Governor details metrics for moving between phases of reopening

Governor details metrics for moving between phases of reopening

PROVIDENCE – Gov. Gina Raimondo and Dr. Nicole Alexander-Scott, director of the Rhode Island Department of Health, provided an update Friday on Rhode Island’s response to the coronavirus disease 2019 (COVID-19) crisis.

Raimondo laid out four different metrics, in addition to the state’s operational response, that officials are tracking as they consider moving between phases of reopening.

• Hospital capacity: If the state continues to see less than 70% of ICU and non-ICU beds filled by COVID-19 patients, that is an indicator that it is safe to continue moving forward. However, if 85% or more of these beds are filled, either in overall hospital capacity or specifically in the ICU, it may be time to scale back.

• Hospitalizations: Right now, Rhode Island is consistently seeing fewer than 30 new COVID-19 related hospitalizations per day. If that trend continues, that is an indicator that reopening can move forward. But if that number is consistently above 50, it may signal a need to go back.

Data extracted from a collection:
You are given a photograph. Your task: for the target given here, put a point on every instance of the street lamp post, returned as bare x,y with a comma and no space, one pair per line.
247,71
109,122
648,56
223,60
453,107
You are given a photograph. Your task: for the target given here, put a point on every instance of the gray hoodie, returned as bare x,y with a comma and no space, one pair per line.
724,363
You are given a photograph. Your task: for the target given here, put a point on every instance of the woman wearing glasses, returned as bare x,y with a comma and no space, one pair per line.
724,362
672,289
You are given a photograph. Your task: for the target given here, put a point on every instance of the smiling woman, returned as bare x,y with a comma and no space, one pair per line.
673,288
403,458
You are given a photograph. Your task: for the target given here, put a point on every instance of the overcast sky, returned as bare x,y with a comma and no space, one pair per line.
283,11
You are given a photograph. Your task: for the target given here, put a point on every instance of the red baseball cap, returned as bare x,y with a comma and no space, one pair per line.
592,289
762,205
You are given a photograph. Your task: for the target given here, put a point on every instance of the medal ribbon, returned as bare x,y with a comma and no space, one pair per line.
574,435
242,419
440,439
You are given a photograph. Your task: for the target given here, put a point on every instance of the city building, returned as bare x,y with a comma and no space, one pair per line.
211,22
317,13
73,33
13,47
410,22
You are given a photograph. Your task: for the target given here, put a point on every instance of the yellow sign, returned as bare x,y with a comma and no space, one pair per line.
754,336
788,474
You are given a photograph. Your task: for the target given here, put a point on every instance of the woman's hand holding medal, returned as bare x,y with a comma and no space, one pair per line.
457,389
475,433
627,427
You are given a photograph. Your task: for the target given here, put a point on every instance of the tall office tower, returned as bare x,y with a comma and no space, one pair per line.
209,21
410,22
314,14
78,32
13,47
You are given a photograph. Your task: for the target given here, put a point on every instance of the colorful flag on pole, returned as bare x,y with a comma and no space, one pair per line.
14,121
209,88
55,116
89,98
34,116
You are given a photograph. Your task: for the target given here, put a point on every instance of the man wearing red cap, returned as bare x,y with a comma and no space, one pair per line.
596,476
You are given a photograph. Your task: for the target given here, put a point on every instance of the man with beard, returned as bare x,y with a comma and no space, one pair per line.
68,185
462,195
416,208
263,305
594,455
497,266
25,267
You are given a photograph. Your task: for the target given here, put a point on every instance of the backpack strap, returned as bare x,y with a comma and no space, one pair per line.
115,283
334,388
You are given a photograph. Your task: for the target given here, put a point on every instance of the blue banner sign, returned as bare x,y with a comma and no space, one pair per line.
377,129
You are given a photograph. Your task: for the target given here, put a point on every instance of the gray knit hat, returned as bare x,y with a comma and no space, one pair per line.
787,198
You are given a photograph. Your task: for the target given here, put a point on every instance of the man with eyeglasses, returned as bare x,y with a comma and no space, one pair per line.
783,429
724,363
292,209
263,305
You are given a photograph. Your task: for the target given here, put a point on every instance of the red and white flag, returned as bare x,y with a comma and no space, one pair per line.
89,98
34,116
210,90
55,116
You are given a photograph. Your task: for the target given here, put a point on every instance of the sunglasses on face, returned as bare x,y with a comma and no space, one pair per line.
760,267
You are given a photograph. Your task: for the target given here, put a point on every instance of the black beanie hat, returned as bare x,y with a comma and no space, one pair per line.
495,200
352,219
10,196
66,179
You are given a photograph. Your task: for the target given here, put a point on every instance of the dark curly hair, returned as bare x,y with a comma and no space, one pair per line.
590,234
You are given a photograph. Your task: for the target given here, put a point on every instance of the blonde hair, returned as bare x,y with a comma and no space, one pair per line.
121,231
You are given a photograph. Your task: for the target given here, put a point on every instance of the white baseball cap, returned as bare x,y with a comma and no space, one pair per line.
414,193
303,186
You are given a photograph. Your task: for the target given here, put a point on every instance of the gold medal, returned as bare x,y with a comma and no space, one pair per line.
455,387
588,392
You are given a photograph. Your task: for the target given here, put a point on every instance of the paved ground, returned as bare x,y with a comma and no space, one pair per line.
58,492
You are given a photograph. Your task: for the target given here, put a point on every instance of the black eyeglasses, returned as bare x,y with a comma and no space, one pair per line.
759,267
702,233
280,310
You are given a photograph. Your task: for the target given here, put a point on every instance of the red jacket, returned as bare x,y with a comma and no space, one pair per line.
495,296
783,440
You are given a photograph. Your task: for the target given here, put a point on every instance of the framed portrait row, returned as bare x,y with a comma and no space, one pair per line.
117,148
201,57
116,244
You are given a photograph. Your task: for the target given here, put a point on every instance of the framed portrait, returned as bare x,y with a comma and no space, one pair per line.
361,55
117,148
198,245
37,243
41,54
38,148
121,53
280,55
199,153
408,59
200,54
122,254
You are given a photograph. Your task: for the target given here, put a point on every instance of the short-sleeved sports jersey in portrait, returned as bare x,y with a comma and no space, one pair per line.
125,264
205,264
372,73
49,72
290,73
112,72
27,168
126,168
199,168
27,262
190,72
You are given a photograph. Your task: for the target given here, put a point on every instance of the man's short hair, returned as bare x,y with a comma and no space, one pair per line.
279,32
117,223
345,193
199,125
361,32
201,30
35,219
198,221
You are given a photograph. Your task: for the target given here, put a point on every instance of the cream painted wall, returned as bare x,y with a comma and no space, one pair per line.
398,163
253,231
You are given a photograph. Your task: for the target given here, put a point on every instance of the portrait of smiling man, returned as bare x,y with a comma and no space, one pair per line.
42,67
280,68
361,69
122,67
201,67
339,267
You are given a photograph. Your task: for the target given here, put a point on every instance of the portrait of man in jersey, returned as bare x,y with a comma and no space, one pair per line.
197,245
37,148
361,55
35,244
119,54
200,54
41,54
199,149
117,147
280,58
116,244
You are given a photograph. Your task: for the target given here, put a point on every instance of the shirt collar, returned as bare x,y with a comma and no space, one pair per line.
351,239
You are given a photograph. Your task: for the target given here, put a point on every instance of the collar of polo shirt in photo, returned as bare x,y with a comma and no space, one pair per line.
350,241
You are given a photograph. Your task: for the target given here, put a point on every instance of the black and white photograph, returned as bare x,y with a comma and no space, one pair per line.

Work instruction A |
According to the Rhode Island reopening article, what share of beds filled by COVID-19 patients may signal that it is time to scale back?
Work instruction B |
How would you render this sentence from the Rhode Island reopening article in Spanish: "If that trend continues, that is an indicator that reopening can move forward."
Work instruction C |
Pick up the Rhode Island reopening article after its final sentence and keep writing.
The entries have nothing to do with the Rhode Island reopening article.

Task result A |
85% or more of the beds, either in overall hospital capacity or specifically in the ICU.

Task result B |
Si esa tendencia continúa, es un indicador de que la reapertura puede avanzar.

Task result C |
• Rate of spread: This is measured using the “R value,” or the “effective reproduction rate.” This is how many people are infected by each infected person. If the R value continues to be around 1.1 or lower, then it will be safe to think about moving into the next phase. If the R value gets to 1.3 or higher, Rhode Island may have to move back a phase.

• Doubling rate of current hospitalizations: Currently, hospitalizations are stable or declining. If the state starts seeing a doubling within 20 days or less, that will be an indicator that it may be time to put restrictions back in place.

Raimondo also announced that she will be holding an Older Adults Facebook Town Hall on Thursday, May 21, at 11 a.m., with Secretary Lance Robertson, the U.S. assistant secretary for Aging; Secretary Womazetta Jones of the Executive Office of Health and Human Services; Office of Healthy Aging Director Rose Jones; and several community advocates. Older adults and caregivers can submit questions through the governor’s Facebook and Twitter pages or by writing to communications@governor.ri.gov .

COVID-19 Data Update:
RIDOH announced 203 new cases of COVID-19 on Friday, bringing Rhode Island’s case count to 12,219. RIDOH also announced 11 new COVID-19 associated fatalities. Rhode Island’s number of COVID-19 associated fatalities was 479 as of Friday. A full data summary for Rhode Island is posted online at https://ri-department-of-health-covid-19-data-rihealth.hub.arcgis.com .

Key messages for the public:
• Anyone who is sick should stay home and self-isolate (unless going out for testing or health care).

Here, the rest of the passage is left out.